[データ]:
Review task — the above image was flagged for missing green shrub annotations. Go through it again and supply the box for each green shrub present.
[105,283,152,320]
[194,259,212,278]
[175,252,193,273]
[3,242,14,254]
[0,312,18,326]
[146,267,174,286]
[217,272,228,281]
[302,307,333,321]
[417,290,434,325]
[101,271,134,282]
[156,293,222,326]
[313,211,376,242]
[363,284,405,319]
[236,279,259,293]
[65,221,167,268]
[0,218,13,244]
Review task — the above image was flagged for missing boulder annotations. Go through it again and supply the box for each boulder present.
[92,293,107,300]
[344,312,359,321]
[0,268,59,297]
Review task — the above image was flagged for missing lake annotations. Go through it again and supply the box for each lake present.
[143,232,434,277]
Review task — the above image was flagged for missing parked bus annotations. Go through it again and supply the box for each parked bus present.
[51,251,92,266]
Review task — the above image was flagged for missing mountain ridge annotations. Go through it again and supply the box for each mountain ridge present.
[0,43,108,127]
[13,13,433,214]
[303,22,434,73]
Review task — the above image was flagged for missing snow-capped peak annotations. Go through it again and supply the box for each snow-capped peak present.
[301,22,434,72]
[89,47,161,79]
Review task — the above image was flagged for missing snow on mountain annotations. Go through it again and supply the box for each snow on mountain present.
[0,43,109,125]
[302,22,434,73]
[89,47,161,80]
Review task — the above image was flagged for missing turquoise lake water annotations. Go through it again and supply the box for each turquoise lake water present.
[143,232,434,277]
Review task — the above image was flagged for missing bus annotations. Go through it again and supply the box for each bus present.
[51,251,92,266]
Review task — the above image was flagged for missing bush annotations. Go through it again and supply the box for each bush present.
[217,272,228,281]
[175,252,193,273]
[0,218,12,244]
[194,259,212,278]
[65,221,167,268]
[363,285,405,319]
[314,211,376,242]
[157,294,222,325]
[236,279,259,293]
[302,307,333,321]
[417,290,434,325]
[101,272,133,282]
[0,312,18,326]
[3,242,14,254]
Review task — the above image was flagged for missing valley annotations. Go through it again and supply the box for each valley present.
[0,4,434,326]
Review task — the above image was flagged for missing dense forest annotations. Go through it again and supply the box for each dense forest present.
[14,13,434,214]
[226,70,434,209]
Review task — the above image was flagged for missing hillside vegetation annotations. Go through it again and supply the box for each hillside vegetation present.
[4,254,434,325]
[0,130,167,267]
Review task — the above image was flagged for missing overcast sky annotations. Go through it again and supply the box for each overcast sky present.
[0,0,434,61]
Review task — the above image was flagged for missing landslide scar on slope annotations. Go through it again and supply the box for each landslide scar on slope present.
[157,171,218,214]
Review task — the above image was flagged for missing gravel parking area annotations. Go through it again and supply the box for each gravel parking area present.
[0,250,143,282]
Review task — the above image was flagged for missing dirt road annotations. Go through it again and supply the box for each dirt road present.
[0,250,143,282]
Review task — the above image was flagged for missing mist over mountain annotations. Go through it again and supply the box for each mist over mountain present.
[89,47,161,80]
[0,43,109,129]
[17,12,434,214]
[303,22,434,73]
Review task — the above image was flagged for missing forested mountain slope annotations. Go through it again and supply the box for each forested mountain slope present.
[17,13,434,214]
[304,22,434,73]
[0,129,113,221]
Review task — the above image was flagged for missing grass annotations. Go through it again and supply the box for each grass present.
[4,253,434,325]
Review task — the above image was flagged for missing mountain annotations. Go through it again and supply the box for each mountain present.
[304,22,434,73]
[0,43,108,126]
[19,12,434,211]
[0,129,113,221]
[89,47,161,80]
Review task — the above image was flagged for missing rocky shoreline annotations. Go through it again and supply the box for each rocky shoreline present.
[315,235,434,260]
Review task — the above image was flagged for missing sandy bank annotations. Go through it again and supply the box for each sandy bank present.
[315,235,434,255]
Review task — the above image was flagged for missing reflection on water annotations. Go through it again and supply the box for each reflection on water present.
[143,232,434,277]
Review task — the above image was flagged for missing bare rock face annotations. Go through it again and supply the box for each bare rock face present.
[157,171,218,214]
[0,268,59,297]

[小問]:
上の記録をすべて、一字一句変えずに書き写せ。

[解答]:
Review task — the above image was flagged for missing green shrub annotations. Go through it again and supply the box for each green shrub present.
[105,283,152,320]
[194,259,212,278]
[175,252,193,273]
[3,242,14,254]
[0,312,18,326]
[146,267,174,286]
[217,272,228,281]
[302,307,333,321]
[417,290,434,325]
[101,271,134,282]
[156,293,222,326]
[313,211,376,242]
[363,284,405,319]
[236,279,259,293]
[65,221,167,268]
[0,218,13,244]
Review task — the above image was flagged for missing boulder annotations. Go through it again and supply the box for each boulder present.
[92,293,107,300]
[344,312,359,321]
[0,268,59,297]
Review task — the above image was flagged for missing lake annotations. Go through it again and supply the box for each lake present.
[143,232,434,277]
Review task — the above image was flagged for missing parked bus annotations. Go through it again and supply the box for each parked bus present.
[51,251,92,266]
Review task — the above image was flagged for missing mountain ridge annotations. Go through it again and supply the box for each mountain ridge present.
[0,43,108,127]
[13,13,433,214]
[303,22,434,73]
Review task — the above image was flagged for missing snow-capped peak annotations. Go through it again and supply the box for each snow-capped peak present.
[301,22,434,72]
[89,47,161,79]
Review task — the above image was flagged for missing snow on mountain annotations. Go through it again and supply the box for each snow on mountain present.
[0,43,109,125]
[302,22,434,73]
[89,47,161,80]
Review task — the above image was flagged for missing turquoise lake water annotations. Go through it again and supply the box for each turquoise lake water present.
[143,232,434,277]
Review task — the above image was flagged for missing bus annotations. Go through it again and supply the box for each bus present.
[51,251,92,266]
Review task — the above image was flagged for missing bush annotations. Go through it again and supply the box for each bush present.
[217,272,228,281]
[175,252,193,273]
[0,218,12,244]
[194,259,212,278]
[65,221,167,268]
[363,285,405,319]
[314,211,376,242]
[157,294,222,325]
[236,279,259,293]
[302,307,333,321]
[417,290,434,325]
[101,272,133,282]
[0,312,18,326]
[3,242,14,254]
Review task — the above image was flagged for missing valley annotations. Go through it again and supply the box for each valley present.
[0,4,434,326]
Review task — the above image was flagged for missing dense forest annotations. Go through it again and supply the box for each dense forest present.
[14,13,434,214]
[226,70,434,209]
Review task — the above image was flagged for missing hillside vegetation annotations. Go through it again and supply the box for each hillside vegetation present.
[4,254,434,325]
[0,130,167,267]
Review task — the above image was flagged for missing overcast sky annotations. Go through it again and supply the box for each overcast sky present.
[0,0,434,61]
Review task — the above image was flagged for missing landslide scar on slope annotations. Go through it again and supply the box for each landslide scar on slope present.
[157,171,218,214]
Review task — the above image was flagged for missing gravel parking area annotations. Go through it again and supply the box for each gravel parking area present.
[0,250,143,282]
Review task — the above image was flagged for missing dirt road annotations. Go through it again and supply the box for each dirt road present.
[0,250,143,282]
Review task — the above image was flagged for missing mist over mountain annotations. Go through it again and supply the box for each mist over mountain present.
[89,47,161,80]
[0,43,109,129]
[17,12,434,214]
[303,22,434,73]
Review task — the above image was flagged for missing forested mountain slope annotations. Go through it again and supply the box for each forested mountain slope present.
[17,13,434,214]
[304,22,434,73]
[0,129,113,221]
Review task — the above image was flagged for missing grass annotations. Go through it again and supply the box for each grass present.
[4,253,434,325]
Review task — the above image was flagged for missing mountain annotations. Go through it again and supply the box for each mountain present.
[304,22,434,73]
[0,43,108,126]
[19,12,434,211]
[0,129,113,221]
[89,47,161,80]
Review task — the above image was flagged for missing rocky shoreline annotations. Go through it again and supply the box for each rocky shoreline present.
[315,235,434,260]
Review task — the above image was flagged for missing sandy bank annotations. Go through it again and supply the box for each sandy bank present.
[315,235,434,255]
Review task — the above image was flagged for missing reflection on water annotations. Go through it again and supply the box for each reflection on water present.
[143,232,434,277]
Review task — the above image was flagged for missing bare rock face annotations. Go through it again and supply the box for each bare rock face present.
[157,171,218,214]
[0,268,59,297]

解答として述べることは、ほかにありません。